- [Oefentekst]
━━━━━━━━

Soorten cellen:
- Prokaryoten (cellen zonder celkern bijvoorbeeld bacteriën)
- Eukaryoten (cellen met celkern bijvoorbeeld schimmels, planten en dieren)
Cytoplasma:
Een waterig structuur dat zich bevind in het celmembraan. Hierin bevinden zich de
organellen.
Organellen:
Onderdelen van een cel met ieder zijn specifeke functie.
Organellen in een cel:
- De celkern
- De mitochondriën
- Het endoplasmatisch reticulum
- De ribosomen
- Het Golgi-systeem
- Lysosomen
Functies van het celmembraan:
- Het vormen van een half doorlaatbare (semipermeabele) barrière tussen de
binnenkant van de cel en de omgeving.

━━━━━━━━

[Fragmenten uit de dataset]
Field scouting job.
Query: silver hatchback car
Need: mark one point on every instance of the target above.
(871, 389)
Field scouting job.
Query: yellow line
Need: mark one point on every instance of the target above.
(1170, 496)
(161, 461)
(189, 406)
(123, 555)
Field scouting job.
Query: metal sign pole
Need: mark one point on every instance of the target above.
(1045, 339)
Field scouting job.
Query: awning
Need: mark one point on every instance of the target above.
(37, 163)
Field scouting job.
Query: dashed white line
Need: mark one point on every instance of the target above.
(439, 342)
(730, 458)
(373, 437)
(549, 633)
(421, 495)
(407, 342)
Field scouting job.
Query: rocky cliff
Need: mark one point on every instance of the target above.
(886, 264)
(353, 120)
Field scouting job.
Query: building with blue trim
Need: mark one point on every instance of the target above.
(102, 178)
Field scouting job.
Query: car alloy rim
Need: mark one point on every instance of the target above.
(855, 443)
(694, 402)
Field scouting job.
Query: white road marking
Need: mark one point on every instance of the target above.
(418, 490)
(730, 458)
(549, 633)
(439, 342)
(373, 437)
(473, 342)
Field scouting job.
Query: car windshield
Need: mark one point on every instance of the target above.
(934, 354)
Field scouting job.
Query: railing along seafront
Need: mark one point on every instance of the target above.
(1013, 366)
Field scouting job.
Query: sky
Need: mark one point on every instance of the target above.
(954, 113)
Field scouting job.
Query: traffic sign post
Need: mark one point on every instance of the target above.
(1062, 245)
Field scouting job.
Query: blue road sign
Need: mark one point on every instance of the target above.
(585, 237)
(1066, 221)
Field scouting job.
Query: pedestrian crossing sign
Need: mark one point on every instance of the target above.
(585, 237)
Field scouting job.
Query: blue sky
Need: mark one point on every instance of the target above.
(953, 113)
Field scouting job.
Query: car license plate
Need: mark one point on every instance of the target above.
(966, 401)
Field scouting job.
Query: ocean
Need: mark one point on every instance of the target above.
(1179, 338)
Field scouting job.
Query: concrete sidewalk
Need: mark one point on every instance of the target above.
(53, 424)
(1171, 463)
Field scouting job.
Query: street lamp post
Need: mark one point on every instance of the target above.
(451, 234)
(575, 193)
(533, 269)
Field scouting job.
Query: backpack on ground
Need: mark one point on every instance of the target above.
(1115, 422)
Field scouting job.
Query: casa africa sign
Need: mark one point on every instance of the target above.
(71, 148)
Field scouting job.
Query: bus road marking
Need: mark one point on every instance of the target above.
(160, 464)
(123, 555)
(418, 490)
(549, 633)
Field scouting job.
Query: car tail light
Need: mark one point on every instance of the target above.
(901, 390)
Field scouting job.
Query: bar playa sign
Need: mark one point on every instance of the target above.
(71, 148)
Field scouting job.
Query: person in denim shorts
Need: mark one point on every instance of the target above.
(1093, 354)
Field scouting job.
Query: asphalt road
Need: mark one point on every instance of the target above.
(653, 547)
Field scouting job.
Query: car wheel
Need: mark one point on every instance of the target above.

━━━━━━━━

- [Opdracht]
Geef het gedeelte van de tekst over cellen van "Organellen in een" tot en met "en de omgeving." woordelijk weer.

- [Antwoord]
Organellen in een cel:
- De celkern
- De mitochondriën
- Het endoplasmatisch reticulum
- De ribosomen
- Het Golgi-systeem
- Lysosomen
Functies van het celmembraan:
- Het vormen van een half doorlaatbare (semipermeabele) barrière tussen de
binnenkant van de cel en de omgeving.